EXERCISE REQUIREMENTS | Please quote the data below word for word, starting with the line that contains "Target: bag strap" and going on through the end of the data.

MATERIAL FOR THE TASK |
- - - -

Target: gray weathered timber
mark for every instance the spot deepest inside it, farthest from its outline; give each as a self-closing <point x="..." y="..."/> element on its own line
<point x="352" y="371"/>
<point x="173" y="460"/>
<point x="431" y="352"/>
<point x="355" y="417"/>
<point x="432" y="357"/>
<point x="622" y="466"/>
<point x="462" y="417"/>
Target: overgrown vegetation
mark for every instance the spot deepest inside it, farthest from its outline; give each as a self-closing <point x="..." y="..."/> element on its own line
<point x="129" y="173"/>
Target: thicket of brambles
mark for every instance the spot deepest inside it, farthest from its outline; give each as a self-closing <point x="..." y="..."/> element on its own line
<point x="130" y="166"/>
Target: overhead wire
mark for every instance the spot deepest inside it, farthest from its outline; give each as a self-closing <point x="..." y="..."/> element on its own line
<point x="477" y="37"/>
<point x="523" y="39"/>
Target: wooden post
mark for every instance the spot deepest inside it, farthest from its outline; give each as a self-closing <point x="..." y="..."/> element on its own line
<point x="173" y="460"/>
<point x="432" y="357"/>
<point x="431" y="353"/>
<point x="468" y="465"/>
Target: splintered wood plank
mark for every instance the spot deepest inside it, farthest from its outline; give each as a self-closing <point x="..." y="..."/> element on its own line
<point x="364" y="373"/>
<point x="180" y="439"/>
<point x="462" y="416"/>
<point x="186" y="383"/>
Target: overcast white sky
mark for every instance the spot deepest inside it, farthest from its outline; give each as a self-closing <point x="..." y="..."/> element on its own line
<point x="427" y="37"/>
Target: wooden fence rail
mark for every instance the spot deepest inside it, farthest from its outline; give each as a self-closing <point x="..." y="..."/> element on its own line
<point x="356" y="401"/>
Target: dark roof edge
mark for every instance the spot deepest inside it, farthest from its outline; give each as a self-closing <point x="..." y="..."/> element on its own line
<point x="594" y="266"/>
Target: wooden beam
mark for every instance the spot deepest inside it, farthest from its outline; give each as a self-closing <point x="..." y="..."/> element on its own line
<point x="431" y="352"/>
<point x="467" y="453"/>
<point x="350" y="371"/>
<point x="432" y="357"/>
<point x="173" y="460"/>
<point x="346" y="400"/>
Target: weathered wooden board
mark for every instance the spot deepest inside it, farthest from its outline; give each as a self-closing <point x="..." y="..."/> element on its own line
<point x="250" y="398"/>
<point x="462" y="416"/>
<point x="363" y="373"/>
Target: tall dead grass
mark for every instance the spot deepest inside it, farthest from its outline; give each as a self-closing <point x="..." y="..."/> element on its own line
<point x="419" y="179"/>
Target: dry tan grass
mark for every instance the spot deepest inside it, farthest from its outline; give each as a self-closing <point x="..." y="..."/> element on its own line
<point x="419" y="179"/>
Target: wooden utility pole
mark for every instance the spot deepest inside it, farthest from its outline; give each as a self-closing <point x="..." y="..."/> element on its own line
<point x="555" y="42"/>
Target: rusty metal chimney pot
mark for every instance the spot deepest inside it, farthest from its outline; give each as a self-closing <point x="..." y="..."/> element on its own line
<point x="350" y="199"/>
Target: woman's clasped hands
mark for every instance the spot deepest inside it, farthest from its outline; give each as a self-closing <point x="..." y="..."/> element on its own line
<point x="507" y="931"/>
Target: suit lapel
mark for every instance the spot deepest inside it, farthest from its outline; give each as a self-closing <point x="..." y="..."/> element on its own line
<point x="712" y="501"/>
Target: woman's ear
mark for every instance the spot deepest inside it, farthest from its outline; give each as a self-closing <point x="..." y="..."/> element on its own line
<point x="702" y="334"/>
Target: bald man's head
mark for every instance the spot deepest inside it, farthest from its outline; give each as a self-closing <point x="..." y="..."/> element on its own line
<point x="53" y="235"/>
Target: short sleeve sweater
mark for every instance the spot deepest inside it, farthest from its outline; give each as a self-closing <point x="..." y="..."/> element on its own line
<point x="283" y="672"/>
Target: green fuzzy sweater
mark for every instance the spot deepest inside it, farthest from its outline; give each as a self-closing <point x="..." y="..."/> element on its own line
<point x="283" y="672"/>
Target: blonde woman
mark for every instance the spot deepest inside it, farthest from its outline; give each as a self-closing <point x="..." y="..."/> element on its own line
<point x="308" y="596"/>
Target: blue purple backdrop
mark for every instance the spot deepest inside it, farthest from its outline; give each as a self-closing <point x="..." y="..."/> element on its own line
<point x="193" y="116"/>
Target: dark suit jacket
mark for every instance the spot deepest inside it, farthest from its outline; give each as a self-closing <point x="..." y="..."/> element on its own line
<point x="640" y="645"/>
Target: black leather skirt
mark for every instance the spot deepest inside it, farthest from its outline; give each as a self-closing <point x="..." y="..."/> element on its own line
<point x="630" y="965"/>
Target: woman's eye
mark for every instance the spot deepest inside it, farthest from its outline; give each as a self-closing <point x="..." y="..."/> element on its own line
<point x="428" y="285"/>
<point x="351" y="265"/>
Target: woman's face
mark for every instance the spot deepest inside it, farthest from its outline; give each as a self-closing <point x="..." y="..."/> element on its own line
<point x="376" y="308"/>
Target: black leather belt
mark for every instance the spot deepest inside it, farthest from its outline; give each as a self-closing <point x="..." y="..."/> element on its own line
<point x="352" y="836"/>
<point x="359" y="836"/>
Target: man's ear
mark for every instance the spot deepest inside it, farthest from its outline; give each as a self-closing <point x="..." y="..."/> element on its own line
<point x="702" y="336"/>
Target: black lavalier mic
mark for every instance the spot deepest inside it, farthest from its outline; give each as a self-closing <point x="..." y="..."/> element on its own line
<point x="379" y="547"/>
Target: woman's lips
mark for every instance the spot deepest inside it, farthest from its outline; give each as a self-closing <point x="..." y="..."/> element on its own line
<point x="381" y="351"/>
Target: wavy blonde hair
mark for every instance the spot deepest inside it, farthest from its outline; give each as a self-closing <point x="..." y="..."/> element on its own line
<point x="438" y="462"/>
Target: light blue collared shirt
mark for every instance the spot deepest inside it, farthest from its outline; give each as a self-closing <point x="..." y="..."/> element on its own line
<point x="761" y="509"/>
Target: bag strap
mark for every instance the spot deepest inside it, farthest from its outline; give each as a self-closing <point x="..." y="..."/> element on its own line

- - - -

THE COMPLETED TASK |
Target: bag strap
mark for every instance the spot deepest inside it, farthest from its outline; give each as a self-closing <point x="..." y="..."/> element on its own line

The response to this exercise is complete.